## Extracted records
=== Begin Enclosure ===
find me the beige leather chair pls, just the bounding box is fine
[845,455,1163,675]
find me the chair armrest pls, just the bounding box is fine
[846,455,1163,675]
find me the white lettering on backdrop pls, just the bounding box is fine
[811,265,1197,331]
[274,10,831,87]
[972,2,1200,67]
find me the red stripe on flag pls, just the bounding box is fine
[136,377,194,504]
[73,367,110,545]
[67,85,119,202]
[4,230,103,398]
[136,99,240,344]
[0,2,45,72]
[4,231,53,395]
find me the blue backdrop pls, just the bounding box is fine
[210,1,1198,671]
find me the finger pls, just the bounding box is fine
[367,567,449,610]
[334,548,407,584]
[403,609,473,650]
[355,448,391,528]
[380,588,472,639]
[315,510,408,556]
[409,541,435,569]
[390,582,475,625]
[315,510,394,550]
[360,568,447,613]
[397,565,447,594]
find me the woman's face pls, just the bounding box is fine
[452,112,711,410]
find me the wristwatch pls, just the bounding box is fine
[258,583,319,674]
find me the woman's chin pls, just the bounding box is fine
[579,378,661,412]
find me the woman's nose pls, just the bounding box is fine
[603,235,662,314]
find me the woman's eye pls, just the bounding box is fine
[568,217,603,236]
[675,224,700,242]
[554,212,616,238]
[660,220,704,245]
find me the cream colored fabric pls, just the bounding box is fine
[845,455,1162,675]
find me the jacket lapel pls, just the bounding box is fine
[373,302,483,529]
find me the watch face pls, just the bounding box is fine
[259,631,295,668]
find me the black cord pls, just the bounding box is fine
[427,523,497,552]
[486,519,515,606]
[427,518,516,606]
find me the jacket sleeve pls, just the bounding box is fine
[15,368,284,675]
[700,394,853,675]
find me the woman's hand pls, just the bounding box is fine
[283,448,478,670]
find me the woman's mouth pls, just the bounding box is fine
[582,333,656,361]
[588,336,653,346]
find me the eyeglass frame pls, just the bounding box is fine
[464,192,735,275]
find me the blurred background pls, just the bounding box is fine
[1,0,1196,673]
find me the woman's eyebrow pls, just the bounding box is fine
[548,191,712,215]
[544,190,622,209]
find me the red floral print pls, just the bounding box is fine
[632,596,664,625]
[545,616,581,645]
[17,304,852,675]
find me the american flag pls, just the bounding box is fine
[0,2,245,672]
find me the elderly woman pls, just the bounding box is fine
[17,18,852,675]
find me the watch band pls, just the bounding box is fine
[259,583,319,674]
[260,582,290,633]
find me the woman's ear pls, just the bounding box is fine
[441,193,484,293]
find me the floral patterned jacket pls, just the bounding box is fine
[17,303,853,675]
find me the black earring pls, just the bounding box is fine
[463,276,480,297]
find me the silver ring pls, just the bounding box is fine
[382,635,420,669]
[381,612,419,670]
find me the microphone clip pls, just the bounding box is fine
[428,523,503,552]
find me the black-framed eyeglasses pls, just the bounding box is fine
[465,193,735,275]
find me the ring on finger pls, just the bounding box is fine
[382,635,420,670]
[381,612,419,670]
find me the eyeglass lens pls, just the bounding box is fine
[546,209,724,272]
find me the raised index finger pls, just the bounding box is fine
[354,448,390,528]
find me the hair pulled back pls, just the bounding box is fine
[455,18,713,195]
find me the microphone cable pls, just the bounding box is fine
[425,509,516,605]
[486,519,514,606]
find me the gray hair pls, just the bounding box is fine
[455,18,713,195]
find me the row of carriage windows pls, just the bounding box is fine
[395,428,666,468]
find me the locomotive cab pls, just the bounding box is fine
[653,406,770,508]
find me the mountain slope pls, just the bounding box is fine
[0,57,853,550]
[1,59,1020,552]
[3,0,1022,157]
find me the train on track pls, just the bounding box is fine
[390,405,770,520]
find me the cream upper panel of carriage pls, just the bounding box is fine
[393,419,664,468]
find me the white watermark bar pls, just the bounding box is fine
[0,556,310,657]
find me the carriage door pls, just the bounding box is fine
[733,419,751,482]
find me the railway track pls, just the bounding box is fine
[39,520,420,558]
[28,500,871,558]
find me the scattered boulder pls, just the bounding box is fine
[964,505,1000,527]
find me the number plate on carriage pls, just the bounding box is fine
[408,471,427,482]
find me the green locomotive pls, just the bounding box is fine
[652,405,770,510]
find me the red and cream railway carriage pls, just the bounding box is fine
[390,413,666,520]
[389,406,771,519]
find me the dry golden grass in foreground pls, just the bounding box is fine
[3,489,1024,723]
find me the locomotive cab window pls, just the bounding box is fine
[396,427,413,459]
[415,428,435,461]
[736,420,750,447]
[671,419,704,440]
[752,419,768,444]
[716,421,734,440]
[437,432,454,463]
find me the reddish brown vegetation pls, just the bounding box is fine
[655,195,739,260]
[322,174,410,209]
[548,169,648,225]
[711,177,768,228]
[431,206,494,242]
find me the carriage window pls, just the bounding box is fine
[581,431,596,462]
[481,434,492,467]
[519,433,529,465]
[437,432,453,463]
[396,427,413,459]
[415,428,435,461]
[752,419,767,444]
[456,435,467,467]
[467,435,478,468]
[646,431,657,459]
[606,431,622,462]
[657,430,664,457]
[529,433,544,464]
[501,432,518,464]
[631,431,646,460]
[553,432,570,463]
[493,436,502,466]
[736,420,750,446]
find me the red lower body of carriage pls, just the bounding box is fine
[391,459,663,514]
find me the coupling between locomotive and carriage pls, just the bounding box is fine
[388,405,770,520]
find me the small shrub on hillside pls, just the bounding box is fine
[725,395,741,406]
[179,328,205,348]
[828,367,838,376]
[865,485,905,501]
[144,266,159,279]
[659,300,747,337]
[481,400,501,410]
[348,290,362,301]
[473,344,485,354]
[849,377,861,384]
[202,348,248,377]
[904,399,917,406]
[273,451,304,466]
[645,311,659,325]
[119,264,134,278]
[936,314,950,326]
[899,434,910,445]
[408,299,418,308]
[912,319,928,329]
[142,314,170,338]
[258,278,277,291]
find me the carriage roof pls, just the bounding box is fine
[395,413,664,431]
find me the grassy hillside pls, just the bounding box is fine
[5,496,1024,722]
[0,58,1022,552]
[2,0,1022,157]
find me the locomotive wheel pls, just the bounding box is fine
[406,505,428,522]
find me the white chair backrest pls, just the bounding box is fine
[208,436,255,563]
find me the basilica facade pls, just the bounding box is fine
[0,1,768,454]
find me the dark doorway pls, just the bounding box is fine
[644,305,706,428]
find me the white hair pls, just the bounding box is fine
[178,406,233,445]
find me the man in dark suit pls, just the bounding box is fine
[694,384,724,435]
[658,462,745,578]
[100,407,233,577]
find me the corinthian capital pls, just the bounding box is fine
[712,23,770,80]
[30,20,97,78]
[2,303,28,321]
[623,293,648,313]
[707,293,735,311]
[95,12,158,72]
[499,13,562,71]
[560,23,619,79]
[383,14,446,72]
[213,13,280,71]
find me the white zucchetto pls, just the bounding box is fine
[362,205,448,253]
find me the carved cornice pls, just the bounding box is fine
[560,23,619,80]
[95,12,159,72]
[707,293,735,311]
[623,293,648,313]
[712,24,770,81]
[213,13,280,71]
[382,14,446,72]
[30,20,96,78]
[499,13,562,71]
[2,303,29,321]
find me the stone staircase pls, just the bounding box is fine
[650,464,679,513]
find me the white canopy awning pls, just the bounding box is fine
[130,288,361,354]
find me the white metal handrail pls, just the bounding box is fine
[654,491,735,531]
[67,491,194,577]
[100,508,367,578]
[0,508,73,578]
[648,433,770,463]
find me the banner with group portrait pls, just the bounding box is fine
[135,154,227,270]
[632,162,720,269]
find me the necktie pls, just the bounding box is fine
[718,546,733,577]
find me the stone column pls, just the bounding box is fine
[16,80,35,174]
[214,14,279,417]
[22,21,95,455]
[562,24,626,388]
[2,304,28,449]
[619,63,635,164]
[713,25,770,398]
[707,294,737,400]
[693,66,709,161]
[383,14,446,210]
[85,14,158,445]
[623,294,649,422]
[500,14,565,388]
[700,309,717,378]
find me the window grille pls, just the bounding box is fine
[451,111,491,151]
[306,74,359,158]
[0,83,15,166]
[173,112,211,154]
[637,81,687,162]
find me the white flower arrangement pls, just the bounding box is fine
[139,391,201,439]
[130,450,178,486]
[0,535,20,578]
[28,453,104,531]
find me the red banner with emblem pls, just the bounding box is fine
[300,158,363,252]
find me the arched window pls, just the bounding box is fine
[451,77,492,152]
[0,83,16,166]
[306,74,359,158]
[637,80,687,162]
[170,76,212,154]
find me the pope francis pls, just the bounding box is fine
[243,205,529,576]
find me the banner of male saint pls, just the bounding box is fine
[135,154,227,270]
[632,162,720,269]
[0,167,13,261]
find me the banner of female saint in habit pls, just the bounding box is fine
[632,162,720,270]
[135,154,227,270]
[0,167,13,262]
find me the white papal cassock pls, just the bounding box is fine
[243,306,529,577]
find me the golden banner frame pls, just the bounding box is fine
=== End Enclosure ===
## Exercise directions
Restate exactly each line of the data from the one bearing "find me the white papal" to the end, and add nothing.

## Written solution
find me the white papal cassock pls, just the bounding box is fine
[243,306,529,577]
find me the golden banner frame pls, just the bounding box is fine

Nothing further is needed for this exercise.